§ **Your instructions**:
How many lines in the rows below contain the string "tripod"? Reply with the number alone.
---------- Records shown ----------
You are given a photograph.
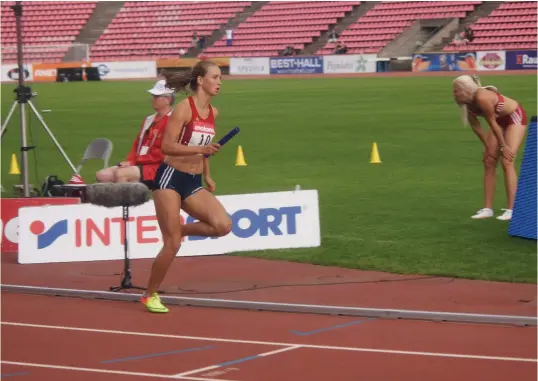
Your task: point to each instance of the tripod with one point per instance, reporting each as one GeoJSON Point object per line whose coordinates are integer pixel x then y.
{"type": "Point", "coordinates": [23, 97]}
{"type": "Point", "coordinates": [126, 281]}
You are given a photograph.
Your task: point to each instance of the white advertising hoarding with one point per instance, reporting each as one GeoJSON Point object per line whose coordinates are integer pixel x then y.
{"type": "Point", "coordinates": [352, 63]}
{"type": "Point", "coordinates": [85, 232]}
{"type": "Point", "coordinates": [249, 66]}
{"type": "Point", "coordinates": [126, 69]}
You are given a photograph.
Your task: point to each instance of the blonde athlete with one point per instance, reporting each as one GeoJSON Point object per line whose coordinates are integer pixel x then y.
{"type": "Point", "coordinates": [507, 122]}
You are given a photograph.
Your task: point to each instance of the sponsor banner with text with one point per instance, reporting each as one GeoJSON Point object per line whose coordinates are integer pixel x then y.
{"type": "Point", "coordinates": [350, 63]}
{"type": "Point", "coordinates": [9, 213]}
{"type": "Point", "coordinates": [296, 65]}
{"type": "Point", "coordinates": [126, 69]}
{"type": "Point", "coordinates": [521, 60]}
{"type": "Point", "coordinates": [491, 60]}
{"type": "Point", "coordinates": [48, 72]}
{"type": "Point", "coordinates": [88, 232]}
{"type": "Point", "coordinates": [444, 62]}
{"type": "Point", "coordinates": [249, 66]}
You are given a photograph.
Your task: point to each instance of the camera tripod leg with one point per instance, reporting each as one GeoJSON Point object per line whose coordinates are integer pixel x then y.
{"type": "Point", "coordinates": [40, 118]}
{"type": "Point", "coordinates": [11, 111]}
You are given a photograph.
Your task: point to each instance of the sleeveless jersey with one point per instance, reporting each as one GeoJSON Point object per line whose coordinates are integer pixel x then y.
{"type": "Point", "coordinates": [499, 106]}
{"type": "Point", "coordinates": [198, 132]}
----------
---------- Records shown ----------
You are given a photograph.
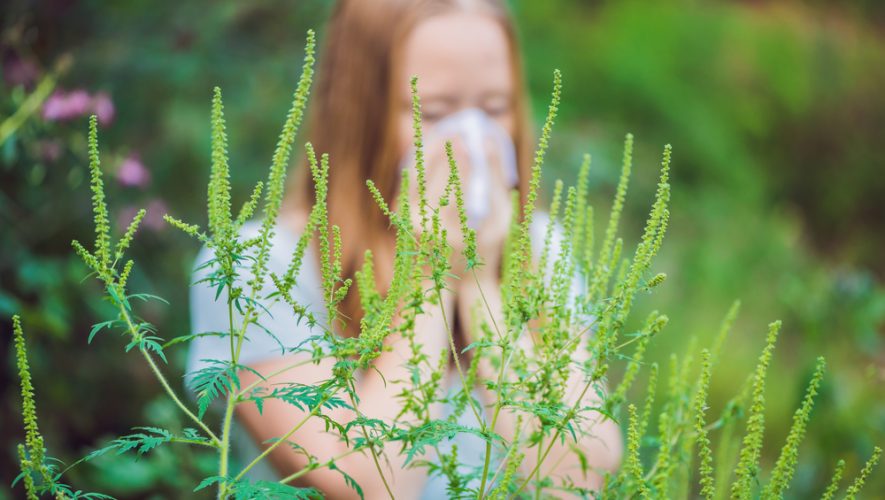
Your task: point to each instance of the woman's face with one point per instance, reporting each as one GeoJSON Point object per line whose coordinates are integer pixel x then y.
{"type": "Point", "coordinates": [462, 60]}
----------
§ **Task output**:
2